Texto:

......

Y en realidad la cosa iba más lejos de lo que esto implicaba. Del mismo modo en que la estructura interna del medievalismo era parroquial y popular en gran medida, en los grandes asuntos, y sobre todo en los asuntos exteriores, como la guerra y la paz, la mayoría (aunque no todo) de lo medieval era monárquico. Para ver lo que llegaron a ser los reyes debemos volver la vista atrás, hacia el gran telón de fondo, entre la noche y el alba, ante el que han hecho ya su aparición las primeras grandes figuras de nuestra historia. Dicho telón era la lucha contra los bárbaros. Mientras duró, la Cristiandad no solo fue una nación, sino casi una ciudad —aunque sitiada— de la que Wessex no era más que un muro y París una torre. Y Beda habría podido escribir la crónica del sitio de París en la misma lengua y con el mismo espíritu que Abbo el cantar de Alfredo. Lo que siguió fue una conquista y una conversión: todo el final de las Edades Oscuras y el alborear del medievalismo se centra en la evangelización de los bárbaros. Y la paradoja de las Cruzadas radica en que, aunque los sarracenos eran superficialmente más civilizados que los cristianos, estos tuvieron la intuición de percatarse de que en el fondo eran unos destructores. En el caso más sencillo del paganismo nórdico, la civilización se extendió con mayor facilidad. Aunque hasta el final de la Edad Media, próxima ya la Reforma, no se bautizó a los habitantes de Prusia, la tierra salvaje que se extendía más allá de Alemania. Y cualquiera que se permitiese trazar un frívolo paralelismo profano con la vacunación, podría sentirse inclinado a sugerir que, por alguna razón, no les hizo ningún efecto.

......

Información proporcionada:
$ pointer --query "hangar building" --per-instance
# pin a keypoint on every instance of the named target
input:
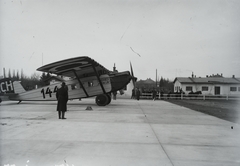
(208, 85)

......

Objetivo de la tarea:
Indica si cada afirmación concuerda con el texto sobre la lucha contra los bárbaros. Responde sí o no y cita literalmente las palabras del texto que lo deciden.
1. Los habitantes de Prusia no fueron bautizados hasta el final de la Edad Media.
2. Los cristianos eran superficialmente más civilizados que los sarracenos.
3. Wessex se compara con una torre y París con un muro.

Respuesta final:
1. Sí: «hasta el final de la Edad Media, próxima ya la Reforma, no se bautizó a los habitantes de Prusia».
2. No: «los sarracenos eran superficialmente más civilizados que los cristianos».
3. No: «de la que Wessex no era más que un muro y París una torre».